• **YOUR TASKS**:
**a.** For each statement below, say whether it agrees with the passage on disability law. Answer yes or no, and quote the words from the passage that decide it.
(i) The ADA is the main piece of federal disability legislation.
(ii) Under the ADAAA, an impairment must still significantly limit major life activities.
(iii) Cell growth is given as an example of a major bodily function.
**b.** Echo the passage on disability law from "The newly approved" up to and including "and endocrine functions.".
**c.** Carry on the passage on disability law from where it stops.

Disability law has always been one of the most contentious areas of law. Over the years, countless disability claims have been rejected because the applicant did not fit into federal definitions of “disability” for insurance or social security purposes. However, this may all change in the very near future, as federal authorities have recently expanded the definition of disability.
Amendments have been finalized for the Americans with Disabilities Act (ADA), which is the main piece of federal disability legislation. Previously, persons filing for benefits under the ADA encountered many legal hurdles when processing their claims. This is because the legal definition of “disability” was somewhat restrictive, both according to the statute itself as well as in the way that courts interpreted it.
The newly approved (and clumsily titled) “Americans with Disabilities Act Amendments Act” (ADAAA) relaxes several requirements found in the federal definition of disability. Some of the changes include:
“Substantially limiting”: Previously, a person claiming disability had to prove that the disability had a “substantially limiting” effect on a major life activity such as walking or sleeping. Now, the impairment no longer has to significantly limit major life activities. Business with 15 or more employees must comply with this provision. - “Major life activities”: If an analysis of the applicant’s “major life activities” does become necessary, the ADAAA makes it clear that the phrase also covers “major bodily functions”, such as cell growth, immune system functions, and neurological and endocrine functions.

• **DATA PROVIDED**:

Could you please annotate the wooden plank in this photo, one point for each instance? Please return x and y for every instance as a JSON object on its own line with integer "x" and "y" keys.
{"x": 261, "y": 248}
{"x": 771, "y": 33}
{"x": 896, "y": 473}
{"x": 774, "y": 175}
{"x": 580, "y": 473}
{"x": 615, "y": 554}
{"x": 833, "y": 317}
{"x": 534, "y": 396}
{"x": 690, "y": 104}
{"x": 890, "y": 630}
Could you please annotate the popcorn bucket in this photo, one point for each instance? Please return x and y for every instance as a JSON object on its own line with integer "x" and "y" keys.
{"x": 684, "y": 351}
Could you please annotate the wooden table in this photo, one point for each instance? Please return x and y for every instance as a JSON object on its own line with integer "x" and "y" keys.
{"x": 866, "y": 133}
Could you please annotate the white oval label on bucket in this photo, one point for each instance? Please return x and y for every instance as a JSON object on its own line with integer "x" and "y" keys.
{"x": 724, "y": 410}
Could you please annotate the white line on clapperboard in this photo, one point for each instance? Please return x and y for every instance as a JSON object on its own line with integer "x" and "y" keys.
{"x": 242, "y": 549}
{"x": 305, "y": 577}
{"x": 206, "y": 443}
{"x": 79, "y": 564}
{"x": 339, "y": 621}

• **ANSWERS BY ITEM**:
**a.**
(i) Yes: "Americans with Disabilities Act (ADA), which is the main piece of federal disability legislation"
(ii) No: "Now, the impairment no longer has to significantly limit major life activities."
(iii) Yes: "such as cell growth, immune system functions, and neurological and endocrine functions"

**b.**
The newly approved (and clumsily titled) “Americans with Disabilities Act Amendments Act” (ADAAA) relaxes several requirements found in the federal definition of disability. Some of the changes include:
“Substantially limiting”: Previously, a person claiming disability had to prove that the disability had a “substantially limiting” effect on a major life activity such as walking or sleeping. Now, the impairment no longer has to significantly limit major life activities. Business with 15 or more employees must comply with this provision. - “Major life activities”: If an analysis of the applicant’s “major life activities” does become necessary, the ADAAA makes it clear that the phrase also covers “major bodily functions”, such as cell growth, immune system functions, and neurological and endocrine functions.

**c.**
- Mitigating measures: “Mitigating measures”, such as the use of medication or devices such as hearing aids, may not be considered when determining whether a person is disabled. The only exception here is eyeglasses and contact lenses.
- Episodic impairments: Episodic impairments such as epilepsy are now considered disabilities, though they must be substantially limiting during active periods of the impairment. This includes impairments in remission (including cancer).
- “Regarded as disabled”: Under the old ADA, a non-diagnosed person could qualify for disability if they were “regarded as disabled” by another person. Under this category, the new law shifts the focus from the nature of the impairment to how the person was treated.
- Obvious impairments: Due to the difficulty of creating a complete list, the previous ADA did not include an exhaustive list of impairments that would qualify for disability. The new Amendments do include specific examples of impairments that would easily be considered disabilities, including diabetes, epilepsy, HIV infection, and bipolar disorders.
Therefore the basic effect of the new Amendments is that it will potentially be much easier for a person to establish that they have a disability. In effect the federal definition of “disability” has been expanded to remove the various hurdles that an applicant faced in the past.
Personally I believe that this is a great move, as America’s healthcare and disability coverage is notorious for lagging behind that of other developed nations. The new disability rules may help bring the U.S. up to speed when it comes to providing persons with basic protection in instances where they need it the most.
On the other hand, there are a few caveats associated with the expanded disability definitions. First of all, the new rules make it absolutely clear that not every single impairment will be considered a disability. Conditions that are less debilitating or subject to debate will still have to undergo a thorough analysis. The main purpose of the ADAAA was not to include every impairment in the definition of disability. Rather, the main purpose was to make it easier to obtain protection for conditions that are clearly debilitating.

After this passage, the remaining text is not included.